Given text →

☆ ☆ ☆ ☆

Hello everyone. I’m happy that after all those years of hearing this platform, now I’m in. @Olivia08 is my best friend who influenced me to be in this community. I’m grateful that I have spare times to write more of me. Sometimes, I’m hesitant because my life isn’t interesting. But positively, it also helps me coping those unwanted emotions.
If anyone wants to know about me, I’m a widow, a mother and a grandmother. I did not include the “widow” thing on my title because it is awkward for me. Well, I’ve been widowed since 2016 when my husband died due to diabetes and septic shock. It was my most heartbreak. Since he passed away, there are no days I would not cry, remembering how good husband he was to me.
It was 10 years ago that he died, but the pain in my heart is still here. Our memories are just like yesterday. We we’re married for 28 years, struggled together, succeed together; but it happened all of the sudden. Knowing that I can’t see him again is the reality that is most painful to me. It is only in my dreams that we’re together again. The last time he spoke to me was when he was full of tubes in his body. I thought that he would survive.
Right now, I am taking care of my grandchildren. They are my source of happiness, my strength and inspiration. In my age of 56, there are many symptoms I feel in my body that I need to fight for the sake of them. My only wish is I could see them in their grown ups era. I want to be by their side even if I’ll be aged. I wanna be a part of their journeys and guide them to be a better person while they grow.

☆ ☆ ☆ ☆

Dataset entries →
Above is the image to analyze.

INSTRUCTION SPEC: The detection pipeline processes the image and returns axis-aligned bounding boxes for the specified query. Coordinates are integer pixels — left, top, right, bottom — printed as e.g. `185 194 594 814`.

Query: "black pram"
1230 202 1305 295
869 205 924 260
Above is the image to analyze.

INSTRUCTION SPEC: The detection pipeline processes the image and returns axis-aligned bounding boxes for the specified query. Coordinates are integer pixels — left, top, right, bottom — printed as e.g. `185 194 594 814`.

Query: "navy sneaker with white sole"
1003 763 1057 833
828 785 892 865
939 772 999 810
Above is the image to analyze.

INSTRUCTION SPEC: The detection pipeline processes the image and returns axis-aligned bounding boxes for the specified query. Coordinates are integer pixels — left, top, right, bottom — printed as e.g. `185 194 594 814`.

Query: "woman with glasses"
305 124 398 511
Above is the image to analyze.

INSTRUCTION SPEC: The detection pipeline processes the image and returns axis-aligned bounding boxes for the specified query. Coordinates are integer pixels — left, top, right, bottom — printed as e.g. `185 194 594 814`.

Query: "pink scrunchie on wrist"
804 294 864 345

☆ ☆ ☆ ☆

Reproduce the introduction post above in full, word for word, with no changes.

Hello everyone. I’m happy that after all those years of hearing this platform, now I’m in. @Olivia08 is my best friend who influenced me to be in this community. I’m grateful that I have spare times to write more of me. Sometimes, I’m hesitant because my life isn’t interesting. But positively, it also helps me coping those unwanted emotions.
If anyone wants to know about me, I’m a widow, a mother and a grandmother. I did not include the “widow” thing on my title because it is awkward for me. Well, I’ve been widowed since 2016 when my husband died due to diabetes and septic shock. It was my most heartbreak. Since he passed away, there are no days I would not cry, remembering how good husband he was to me.
It was 10 years ago that he died, but the pain in my heart is still here. Our memories are just like yesterday. We we’re married for 28 years, struggled together, succeed together; but it happened all of the sudden. Knowing that I can’t see him again is the reality that is most painful to me. It is only in my dreams that we’re together again. The last time he spoke to me was when he was full of tubes in his body. I thought that he would survive.
Right now, I am taking care of my grandchildren. They are my source of happiness, my strength and inspiration. In my age of 56, there are many symptoms I feel in my body that I need to fight for the sake of them. My only wish is I could see them in their grown ups era. I want to be by their side even if I’ll be aged. I wanna be a part of their journeys and guide them to be a better person while they grow.